*** Opening SUPPLIED DATA ***

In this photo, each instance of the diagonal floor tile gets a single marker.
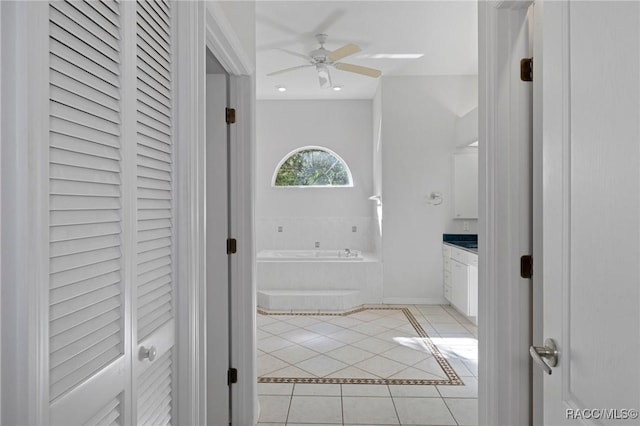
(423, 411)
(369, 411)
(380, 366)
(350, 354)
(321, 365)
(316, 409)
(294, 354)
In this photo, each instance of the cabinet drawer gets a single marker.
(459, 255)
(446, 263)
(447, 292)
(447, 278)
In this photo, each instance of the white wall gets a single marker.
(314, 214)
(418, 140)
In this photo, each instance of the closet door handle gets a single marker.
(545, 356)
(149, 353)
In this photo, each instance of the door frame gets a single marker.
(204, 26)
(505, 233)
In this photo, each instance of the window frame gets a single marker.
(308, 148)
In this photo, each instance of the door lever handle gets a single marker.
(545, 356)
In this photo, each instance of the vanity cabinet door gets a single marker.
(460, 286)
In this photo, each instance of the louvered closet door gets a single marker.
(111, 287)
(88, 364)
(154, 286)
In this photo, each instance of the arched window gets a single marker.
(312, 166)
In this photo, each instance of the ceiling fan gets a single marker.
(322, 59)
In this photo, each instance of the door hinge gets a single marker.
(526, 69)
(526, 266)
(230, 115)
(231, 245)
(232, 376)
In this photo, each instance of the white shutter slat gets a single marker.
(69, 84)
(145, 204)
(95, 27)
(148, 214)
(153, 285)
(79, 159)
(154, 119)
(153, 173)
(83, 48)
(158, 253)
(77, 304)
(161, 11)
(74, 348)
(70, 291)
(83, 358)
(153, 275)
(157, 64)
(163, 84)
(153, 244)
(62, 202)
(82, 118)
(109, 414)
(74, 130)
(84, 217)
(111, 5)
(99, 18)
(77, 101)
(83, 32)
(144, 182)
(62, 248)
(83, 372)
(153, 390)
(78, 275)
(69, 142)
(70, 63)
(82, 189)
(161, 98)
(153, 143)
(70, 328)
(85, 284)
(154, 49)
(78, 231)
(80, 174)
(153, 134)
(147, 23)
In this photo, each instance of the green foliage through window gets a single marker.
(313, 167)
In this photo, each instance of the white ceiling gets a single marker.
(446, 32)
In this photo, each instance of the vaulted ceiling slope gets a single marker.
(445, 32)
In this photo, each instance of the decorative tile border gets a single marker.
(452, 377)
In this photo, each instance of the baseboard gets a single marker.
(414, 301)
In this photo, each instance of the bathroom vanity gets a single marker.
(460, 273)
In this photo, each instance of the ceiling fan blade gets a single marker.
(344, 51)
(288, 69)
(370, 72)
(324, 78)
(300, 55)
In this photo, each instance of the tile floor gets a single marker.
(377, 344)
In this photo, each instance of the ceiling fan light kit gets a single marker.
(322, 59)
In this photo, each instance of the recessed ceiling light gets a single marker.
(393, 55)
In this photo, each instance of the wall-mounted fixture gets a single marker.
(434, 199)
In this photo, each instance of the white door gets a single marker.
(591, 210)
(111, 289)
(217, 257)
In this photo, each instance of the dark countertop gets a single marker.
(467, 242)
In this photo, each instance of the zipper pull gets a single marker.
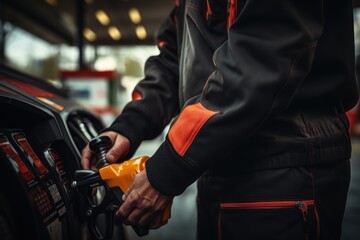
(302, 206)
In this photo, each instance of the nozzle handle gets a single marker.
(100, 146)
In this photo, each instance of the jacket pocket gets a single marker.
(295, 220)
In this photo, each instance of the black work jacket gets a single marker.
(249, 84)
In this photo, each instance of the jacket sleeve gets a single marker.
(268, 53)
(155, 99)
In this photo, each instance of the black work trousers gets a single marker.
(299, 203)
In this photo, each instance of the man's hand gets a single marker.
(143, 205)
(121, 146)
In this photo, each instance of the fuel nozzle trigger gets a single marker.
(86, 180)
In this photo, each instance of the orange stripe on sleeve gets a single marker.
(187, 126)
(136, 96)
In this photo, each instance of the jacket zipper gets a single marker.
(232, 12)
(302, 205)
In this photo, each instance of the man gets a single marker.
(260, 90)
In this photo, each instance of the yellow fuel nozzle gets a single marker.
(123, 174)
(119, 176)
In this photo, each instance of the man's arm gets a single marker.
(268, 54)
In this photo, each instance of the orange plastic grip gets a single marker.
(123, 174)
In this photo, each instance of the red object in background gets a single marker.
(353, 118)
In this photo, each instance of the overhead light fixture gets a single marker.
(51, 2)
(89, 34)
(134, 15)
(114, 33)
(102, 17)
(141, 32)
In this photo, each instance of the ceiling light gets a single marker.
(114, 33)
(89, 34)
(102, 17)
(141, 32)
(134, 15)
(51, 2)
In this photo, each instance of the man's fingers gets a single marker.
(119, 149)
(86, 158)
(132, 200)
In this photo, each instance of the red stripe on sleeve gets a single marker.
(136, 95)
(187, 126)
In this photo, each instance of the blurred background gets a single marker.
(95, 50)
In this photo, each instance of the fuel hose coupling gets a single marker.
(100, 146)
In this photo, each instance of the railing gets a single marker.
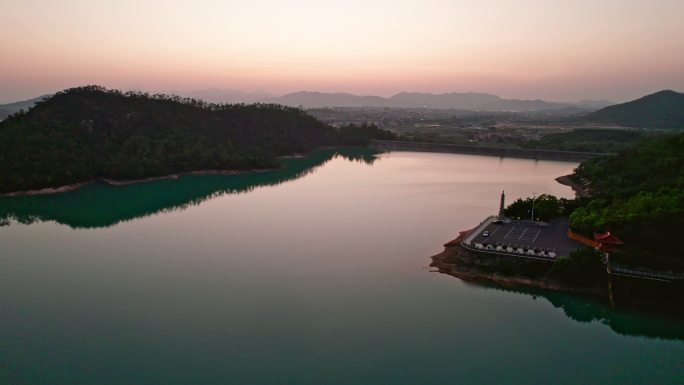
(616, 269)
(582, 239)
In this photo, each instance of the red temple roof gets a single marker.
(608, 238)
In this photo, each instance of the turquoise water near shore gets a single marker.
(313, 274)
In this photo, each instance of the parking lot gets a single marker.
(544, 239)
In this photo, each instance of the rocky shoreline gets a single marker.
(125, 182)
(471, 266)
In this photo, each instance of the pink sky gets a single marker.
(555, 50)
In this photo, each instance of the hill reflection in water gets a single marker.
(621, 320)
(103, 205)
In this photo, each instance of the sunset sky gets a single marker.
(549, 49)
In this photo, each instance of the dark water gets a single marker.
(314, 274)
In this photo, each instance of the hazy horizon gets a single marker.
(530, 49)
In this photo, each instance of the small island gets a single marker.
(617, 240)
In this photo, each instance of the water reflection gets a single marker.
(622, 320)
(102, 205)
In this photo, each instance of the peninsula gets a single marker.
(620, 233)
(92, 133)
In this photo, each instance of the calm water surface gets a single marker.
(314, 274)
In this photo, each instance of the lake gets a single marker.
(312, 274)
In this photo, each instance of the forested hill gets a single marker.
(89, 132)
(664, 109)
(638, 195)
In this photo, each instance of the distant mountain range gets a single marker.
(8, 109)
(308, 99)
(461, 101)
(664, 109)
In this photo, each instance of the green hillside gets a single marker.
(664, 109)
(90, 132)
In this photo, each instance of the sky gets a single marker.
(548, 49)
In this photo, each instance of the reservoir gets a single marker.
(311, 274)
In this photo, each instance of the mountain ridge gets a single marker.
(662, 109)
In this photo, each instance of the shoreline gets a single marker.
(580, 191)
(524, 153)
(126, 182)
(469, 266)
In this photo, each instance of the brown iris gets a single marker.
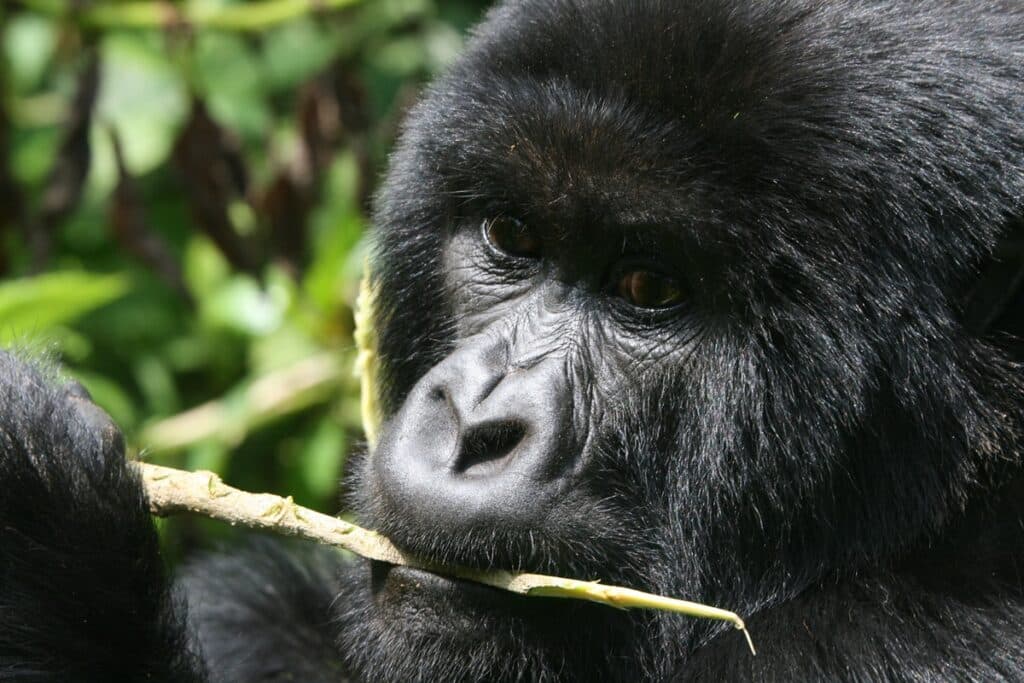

*** Closing SUPPLIED DATA ***

> TO DO
Copy every entry exactly; drop the pictures.

> YOUR RESPONSE
In this photo, each instance of the diagonal floor tile gets a single marker.
(423, 411)
(369, 411)
(380, 366)
(350, 354)
(321, 365)
(316, 409)
(294, 354)
In this photo, each instance of the cabinet drawer gets a single marker.
(459, 255)
(446, 263)
(447, 292)
(447, 278)
In this photo, each instance of the white wall gets a single marker.
(314, 214)
(418, 140)
In this photo, each instance of the closet door handle gets a single marker.
(545, 356)
(149, 353)
In this photo, each instance of the door frame gets a single marker.
(204, 26)
(505, 233)
In this photo, each instance of the window frame gets a single marker.
(308, 148)
In this photo, each instance of the door lever handle gets a single marker.
(545, 356)
In this photo, each instance of the vanity cabinet door gets a single marker.
(460, 286)
In this photo, each instance of the louvered closet door gets a single marker.
(111, 287)
(88, 364)
(154, 286)
In this photo, each instance of the arched window gets a single marker.
(312, 166)
In this photo, each instance of the ceiling fan gets a single marker.
(322, 59)
In this photo, each instance of the door hinge gets a single marker.
(526, 69)
(526, 266)
(230, 115)
(231, 245)
(232, 376)
In this photo, each instance of the white shutter slat gets a single marker.
(69, 84)
(145, 204)
(95, 27)
(148, 214)
(153, 285)
(79, 159)
(154, 119)
(153, 173)
(83, 48)
(158, 253)
(77, 304)
(161, 11)
(74, 348)
(70, 291)
(83, 358)
(153, 275)
(157, 64)
(163, 84)
(153, 244)
(62, 202)
(82, 118)
(109, 414)
(74, 130)
(84, 217)
(111, 5)
(99, 18)
(77, 101)
(83, 32)
(144, 182)
(62, 248)
(83, 372)
(153, 390)
(78, 275)
(69, 142)
(70, 63)
(82, 189)
(161, 98)
(153, 143)
(70, 328)
(85, 284)
(154, 49)
(78, 231)
(80, 174)
(153, 134)
(147, 23)
In this photo, each instance of the green foliage through window gets a single marker.
(313, 167)
In this photo, each instance of the white ceiling gets a single marker.
(446, 32)
In this photo, each instance of the vaulted ceiling slope gets a single marker.
(445, 32)
In this photo, each instance of the decorative tile border gets a single marker.
(452, 377)
In this photo, each instance of the baseboard gets a single marker.
(414, 301)
In this photo, each instance of the bathroom vanity gets a single marker.
(460, 273)
In this photo, each instance of the ceiling fan blade gets a single marker.
(344, 51)
(288, 69)
(370, 72)
(324, 78)
(300, 55)
In this photo, each instance of the tile floor gets a single marker.
(377, 344)
In this photo, each instance of the ceiling fan light kit gets a single marker.
(322, 59)
In this photo, each instance of the recessed ceiling light gets a single marker.
(393, 55)
In this photo, each instance of the wall-mounted fixture gets a single marker.
(434, 199)
In this photo, each instance of the white door gets a single marker.
(591, 210)
(111, 289)
(217, 257)
In this photo, each instance of the dark countertop gets a single marker.
(467, 242)
In this photo, each instance of the zipper pull gets a single marker.
(302, 206)
In this photo, each instance of the nozzle handle gets a single marker.
(100, 146)
In this photo, each instance of the jacket pocket gets a single marker.
(295, 220)
In this photo, each instance of the black work jacket gets a single marker.
(249, 84)
In this photo, each instance of the jacket sleeve gets a single marker.
(268, 53)
(155, 99)
In this photo, each instance of the black work trousers gets a single marker.
(299, 203)
In this photo, each instance of the man's hand gets a single marker.
(143, 205)
(121, 146)
In this photo, each instance of the fuel nozzle trigger gets a single marker.
(86, 180)
In this photo, each instance of the orange stripe on sleeve gets a single marker.
(187, 126)
(136, 96)
In this photo, each instance of the jacket zipper gets a single marker.
(232, 12)
(302, 205)
In this photo, each instance of the man gets a single marker.
(260, 90)
In this photo, each instance of the yellow fuel nozzle gets a single marker.
(123, 174)
(119, 176)
In this photo, each instance of the man's arm gets a single marker.
(268, 54)
In this photo, each instance of the orange plastic grip gets a single marker.
(123, 174)
In this photo, each instance of the red object in background gets a single marker.
(353, 118)
In this photo, each instance of the overhead light fixture gets a single marker.
(51, 2)
(89, 34)
(134, 15)
(114, 33)
(102, 17)
(141, 32)
In this photo, each instance of the ceiling light gets a single marker.
(114, 33)
(89, 34)
(102, 17)
(141, 32)
(134, 15)
(51, 2)
In this photo, each instance of the man's fingers gets a single marker.
(119, 149)
(86, 158)
(132, 200)
In this photo, each instance of the red stripe on sleeve gets a single marker.
(136, 95)
(187, 126)
In this photo, each instance of the blurred background gets a single marker.
(95, 50)
In this photo, each instance of the fuel hose coupling gets a single marker.
(100, 146)
In this photo, each instance of the railing gets a single marker.
(616, 269)
(582, 239)
In this photo, each instance of the red temple roof gets a single marker.
(608, 238)
In this photo, each instance of the turquoise water near shore gets a single marker.
(313, 274)
In this photo, each instance of the parking lot gets a single marker.
(544, 239)
In this photo, each instance of the rocky shoreline gets a single marker.
(125, 182)
(471, 266)
In this photo, each instance of the pink sky gets a single marker.
(555, 50)
In this photo, each instance of the hill reflection in water gets a single marker.
(621, 320)
(103, 205)
In this photo, each instance of the sunset sky gets a single marker.
(549, 49)
In this photo, each instance of the dark water gets a single marker.
(314, 274)
In this photo, each instance of the hazy horizon gets a single marker.
(530, 49)
In this photo, each instance of the small island gets a single marker.
(617, 240)
In this photo, each instance of the water reflection gets a single marker.
(622, 320)
(102, 205)
In this photo, each instance of the peninsula gets a single marker.
(620, 233)
(92, 133)
In this photo, each instance of the calm water surface gets a single marker.
(314, 274)
In this photo, each instance of the lake gets a single marker.
(312, 274)
In this photo, each instance of the forested hill gets a single marker.
(89, 132)
(664, 109)
(638, 195)
In this photo, each instance of the distant mountain range gets a single marker.
(8, 109)
(308, 99)
(461, 101)
(664, 109)
In this photo, each instance of the green hillside gets a single marker.
(664, 109)
(90, 132)
In this photo, each instance of the sky gets a single marker.
(548, 49)
In this photo, each instance of the reservoir gets a single marker.
(311, 274)
In this photo, each instance of the mountain ridge gets a single marker.
(662, 109)
In this photo, each instance of the shoreline gets a single marker.
(580, 191)
(524, 153)
(126, 182)
(469, 266)
In this photo, each instance of the brown iris gets a single marker.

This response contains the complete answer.